## Exercise aim
An exact reproduction of the records is required, with all pictures omitted.

## Data excerpts
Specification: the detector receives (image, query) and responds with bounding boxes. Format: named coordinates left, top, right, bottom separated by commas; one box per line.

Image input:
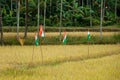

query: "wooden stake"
left=88, top=41, right=89, bottom=57
left=40, top=38, right=43, bottom=64
left=14, top=46, right=17, bottom=80
left=32, top=45, right=35, bottom=62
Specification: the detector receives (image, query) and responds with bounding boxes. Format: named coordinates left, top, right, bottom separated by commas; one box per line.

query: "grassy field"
left=0, top=44, right=120, bottom=80
left=3, top=32, right=119, bottom=37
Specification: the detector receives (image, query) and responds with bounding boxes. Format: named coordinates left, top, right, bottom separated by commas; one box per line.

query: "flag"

## Task response
Specification: the detector receives (image, query) and responds with bounding boxes. Format: named coordinates left, top, right, bottom separated by commas; one box per line.

Image input:

query: "wooden stake"
left=88, top=41, right=89, bottom=57
left=40, top=38, right=43, bottom=64
left=14, top=46, right=17, bottom=80
left=32, top=45, right=35, bottom=62
Specification: the detector receives (image, query) and responds with bounding boxes. Format: named coordinates left, top, right, bottom separated by commas; one box per line.

query: "grassy field"
left=0, top=44, right=120, bottom=80
left=3, top=32, right=119, bottom=37
Specification: the detector receives (image, query) and responds with bounding boxes. Format: named coordinates left, top, right, bottom separated by commas; one box per line.

query: "flag"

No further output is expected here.